### YOUR GOAL:
Please rewrite the items below, replacing "carved stone relief" with "stone carving" everywhere and changing nothing else. Leave the pictures out of your answer.

### RECORDS PROVIDED:
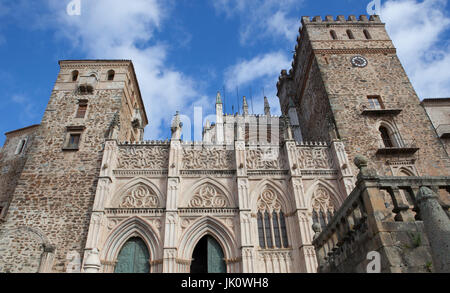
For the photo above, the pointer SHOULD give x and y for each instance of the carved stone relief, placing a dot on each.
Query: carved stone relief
(262, 159)
(208, 196)
(131, 158)
(140, 196)
(314, 158)
(268, 201)
(207, 159)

### RESULT:
For the photo above, the pointer SHOULD give x and y for each instance of the stone carving, placing a dot on each.
Query: stone carving
(262, 159)
(208, 196)
(131, 158)
(140, 196)
(314, 158)
(268, 201)
(207, 159)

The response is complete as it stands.